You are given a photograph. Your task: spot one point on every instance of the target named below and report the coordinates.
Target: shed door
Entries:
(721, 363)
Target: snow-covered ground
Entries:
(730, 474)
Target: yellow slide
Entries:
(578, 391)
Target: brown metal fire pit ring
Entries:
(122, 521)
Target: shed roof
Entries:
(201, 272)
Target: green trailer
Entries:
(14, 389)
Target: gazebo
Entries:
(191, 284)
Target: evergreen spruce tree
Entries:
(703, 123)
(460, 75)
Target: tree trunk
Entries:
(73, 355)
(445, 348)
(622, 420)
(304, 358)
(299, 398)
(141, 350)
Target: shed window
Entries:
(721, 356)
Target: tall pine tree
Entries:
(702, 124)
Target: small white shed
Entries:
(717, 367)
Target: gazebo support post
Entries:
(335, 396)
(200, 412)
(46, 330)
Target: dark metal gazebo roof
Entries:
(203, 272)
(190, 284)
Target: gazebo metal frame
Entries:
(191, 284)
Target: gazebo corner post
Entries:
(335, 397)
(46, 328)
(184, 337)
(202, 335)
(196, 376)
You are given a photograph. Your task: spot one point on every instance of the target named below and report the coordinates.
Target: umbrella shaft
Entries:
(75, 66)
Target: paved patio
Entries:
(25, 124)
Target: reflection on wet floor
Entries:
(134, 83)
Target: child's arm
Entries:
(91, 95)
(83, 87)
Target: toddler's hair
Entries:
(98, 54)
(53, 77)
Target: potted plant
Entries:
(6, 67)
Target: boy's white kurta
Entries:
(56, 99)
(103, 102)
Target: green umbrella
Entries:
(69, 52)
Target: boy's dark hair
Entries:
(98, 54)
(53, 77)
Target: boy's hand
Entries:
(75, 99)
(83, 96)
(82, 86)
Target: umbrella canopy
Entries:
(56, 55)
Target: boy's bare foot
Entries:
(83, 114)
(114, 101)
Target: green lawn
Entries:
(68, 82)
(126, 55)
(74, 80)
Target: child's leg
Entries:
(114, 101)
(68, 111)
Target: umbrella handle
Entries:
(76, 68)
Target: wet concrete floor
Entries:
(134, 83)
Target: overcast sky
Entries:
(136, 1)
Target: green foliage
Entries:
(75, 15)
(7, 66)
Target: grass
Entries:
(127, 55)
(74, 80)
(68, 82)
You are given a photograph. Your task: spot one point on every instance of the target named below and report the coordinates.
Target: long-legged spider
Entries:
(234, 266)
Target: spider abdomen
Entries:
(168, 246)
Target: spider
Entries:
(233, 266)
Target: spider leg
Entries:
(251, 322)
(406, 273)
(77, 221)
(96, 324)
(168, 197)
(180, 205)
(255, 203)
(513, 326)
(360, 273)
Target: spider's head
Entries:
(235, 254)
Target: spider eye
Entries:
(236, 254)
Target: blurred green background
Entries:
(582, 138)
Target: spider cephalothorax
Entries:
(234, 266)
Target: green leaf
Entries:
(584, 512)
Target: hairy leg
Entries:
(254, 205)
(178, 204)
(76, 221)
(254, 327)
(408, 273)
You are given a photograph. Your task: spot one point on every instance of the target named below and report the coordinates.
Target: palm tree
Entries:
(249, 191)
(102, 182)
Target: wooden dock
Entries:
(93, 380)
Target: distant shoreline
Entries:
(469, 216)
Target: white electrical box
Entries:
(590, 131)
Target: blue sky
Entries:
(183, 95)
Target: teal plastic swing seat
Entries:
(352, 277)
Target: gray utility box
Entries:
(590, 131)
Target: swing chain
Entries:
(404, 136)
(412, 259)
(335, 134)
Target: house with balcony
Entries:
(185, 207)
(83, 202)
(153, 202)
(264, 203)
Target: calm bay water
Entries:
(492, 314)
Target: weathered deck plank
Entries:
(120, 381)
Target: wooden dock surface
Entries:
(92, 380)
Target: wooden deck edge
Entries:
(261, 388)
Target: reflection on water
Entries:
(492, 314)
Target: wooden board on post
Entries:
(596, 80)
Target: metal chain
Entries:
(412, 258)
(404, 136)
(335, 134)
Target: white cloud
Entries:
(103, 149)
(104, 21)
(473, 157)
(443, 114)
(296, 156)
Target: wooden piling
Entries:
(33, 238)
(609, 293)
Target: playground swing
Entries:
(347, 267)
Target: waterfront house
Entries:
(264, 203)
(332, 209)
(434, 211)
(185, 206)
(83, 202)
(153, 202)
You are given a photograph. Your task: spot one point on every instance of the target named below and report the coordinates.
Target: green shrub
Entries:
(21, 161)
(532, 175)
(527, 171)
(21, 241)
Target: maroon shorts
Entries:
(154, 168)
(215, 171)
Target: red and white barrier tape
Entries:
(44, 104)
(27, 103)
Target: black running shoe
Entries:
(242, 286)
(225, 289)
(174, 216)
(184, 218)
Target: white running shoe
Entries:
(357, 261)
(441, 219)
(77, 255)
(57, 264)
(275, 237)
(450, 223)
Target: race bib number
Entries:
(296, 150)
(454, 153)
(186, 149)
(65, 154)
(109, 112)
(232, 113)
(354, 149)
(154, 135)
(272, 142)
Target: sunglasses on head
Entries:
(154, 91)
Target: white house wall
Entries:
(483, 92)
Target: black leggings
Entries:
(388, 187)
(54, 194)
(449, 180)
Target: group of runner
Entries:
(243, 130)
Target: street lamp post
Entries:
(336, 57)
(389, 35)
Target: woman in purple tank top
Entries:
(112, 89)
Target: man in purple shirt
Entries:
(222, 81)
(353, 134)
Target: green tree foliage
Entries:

== Exercise details ==
Output each record exactly, leaving nothing out.

== Response to the task ==
You are given a photograph. Your task: spot one point on every instance of the target named below and report the coordinates.
Target: shed door
Entries:
(721, 363)
Target: snow-covered ground
Entries:
(730, 474)
Target: yellow slide
Entries:
(578, 391)
Target: brown metal fire pit ring
Entries:
(122, 521)
Target: shed roof
Entries:
(201, 272)
Target: green trailer
Entries:
(14, 389)
Target: gazebo
Entries:
(191, 284)
Target: evergreen spruce tree
Entries:
(703, 123)
(460, 75)
Target: tree trunk
Entries:
(73, 355)
(445, 348)
(622, 420)
(304, 358)
(299, 398)
(141, 350)
Target: shed window
Entries:
(721, 356)
Target: tall pine tree
Entries:
(702, 124)
Target: small white shed
Entries:
(717, 367)
Target: gazebo support post
Entries:
(335, 396)
(200, 412)
(46, 330)
Target: dark metal gazebo roof
Entries:
(203, 272)
(190, 284)
Target: gazebo metal frame
Entries:
(191, 284)
Target: gazebo corner post
Entries:
(335, 397)
(46, 328)
(184, 337)
(202, 335)
(196, 376)
You are given a photograph. Your task: spot one point on every instance of the target named below and report the coordinates.
Target: umbrella shaft
Entries:
(75, 66)
Target: paved patio
Entries:
(25, 124)
Target: reflection on wet floor
Entries:
(134, 83)
Target: child's arm
Entries:
(91, 95)
(83, 87)
Target: toddler's hair
Entries:
(98, 54)
(53, 77)
Target: potted plant
Entries:
(6, 67)
Target: boy's white kurta
Entries:
(56, 99)
(103, 102)
Target: green umbrella
Entries:
(69, 52)
Target: boy's dark hair
Entries:
(98, 54)
(53, 77)
Target: boy's hand
Entries:
(75, 99)
(83, 96)
(82, 86)
Target: umbrella canopy
Entries:
(56, 55)
Target: boy's bare foot
Entries:
(83, 114)
(114, 101)
Target: green lawn
Entries:
(68, 82)
(126, 55)
(74, 80)
Target: child's leg
Entries:
(114, 101)
(68, 111)
Target: umbrella handle
Entries:
(76, 68)
Target: wet concrete floor
Entries:
(134, 83)
Target: overcast sky
Entries:
(136, 1)
Target: green foliage
Entries:
(75, 15)
(7, 66)
Target: grass
Entries:
(127, 55)
(74, 80)
(68, 82)
You are given a photograph. Your task: spot one point on every instance of the target named below and report the coordinates.
Target: long-legged spider
Entries:
(234, 266)
Target: spider abdomen
Entries:
(168, 246)
Target: spider
Entries:
(233, 266)
Target: spider leg
Entries:
(251, 322)
(406, 273)
(77, 221)
(96, 324)
(168, 197)
(180, 205)
(255, 203)
(513, 326)
(360, 273)
Target: spider's head
Entries:
(235, 254)
Target: spider eye
Entries:
(236, 254)
Target: blurred green background
Entries:
(582, 138)
Target: spider cephalothorax
Entries:
(234, 266)
Target: green leaf
Entries:
(584, 512)
Target: hairy leg
Entries:
(254, 205)
(178, 204)
(76, 221)
(254, 327)
(408, 273)
You are given a photograph. Your task: spot one point on every instance of the target named below and report the coordinates.
Target: palm tree
Entries:
(249, 191)
(102, 182)
Target: wooden dock
Entries:
(93, 380)
Target: distant shoreline
Entries:
(469, 216)
Target: white electrical box
Entries:
(590, 131)
Target: blue sky
Entries:
(183, 95)
Target: teal plastic swing seat
Entries:
(352, 277)
Target: gray utility box
Entries:
(590, 131)
Target: swing chain
Entries:
(404, 136)
(412, 259)
(335, 134)
Target: house with balcony
Entries:
(185, 207)
(83, 202)
(153, 202)
(264, 203)
Target: calm bay water
Entries:
(492, 314)
Target: weathered deck plank
Entries:
(120, 381)
Target: wooden dock surface
Entries:
(92, 380)
Target: wooden deck edge
Entries:
(261, 388)
Target: reflection on water
Entries:
(492, 314)
Target: wooden board on post
Entries:
(596, 80)
Target: metal chain
Entries:
(412, 258)
(404, 136)
(335, 134)
Target: white cloud
Entries:
(103, 149)
(104, 21)
(473, 157)
(443, 114)
(296, 156)
Target: wooden piling
Entries:
(33, 238)
(609, 293)
Target: playground swing
Entries:
(347, 267)
Target: waterfront house
Entries:
(264, 203)
(332, 209)
(434, 211)
(185, 206)
(83, 202)
(153, 202)
You are given a photograph. Your task: spot one point on every instance of the target named below and report the coordinates.
Target: green shrub
Entries:
(21, 161)
(532, 175)
(527, 171)
(21, 241)
Target: maroon shorts
Entries:
(154, 168)
(215, 171)
Target: red and white barrier tape
Entries:
(44, 104)
(27, 103)
Target: black running shoe
Entries:
(242, 286)
(225, 289)
(174, 216)
(184, 218)
Target: white running shoe
Entries:
(357, 261)
(441, 219)
(77, 255)
(57, 264)
(275, 237)
(450, 223)
Target: race bib number
Entries:
(296, 150)
(454, 153)
(186, 149)
(65, 154)
(109, 112)
(232, 113)
(354, 149)
(154, 135)
(272, 142)
Target: sunglasses on head
Entries:
(154, 91)
Target: white house wall
Entries:
(483, 92)
Target: black leggings
Entries:
(388, 187)
(54, 194)
(449, 180)
Target: group of runner
Entries:
(243, 130)
Target: street lamp post
Entries:
(336, 57)
(389, 35)
Target: woman in purple tank top
Entries:
(112, 89)
Target: man in purple shirt
Entries:
(222, 81)
(353, 134)
Target: green tree foliage
Entries:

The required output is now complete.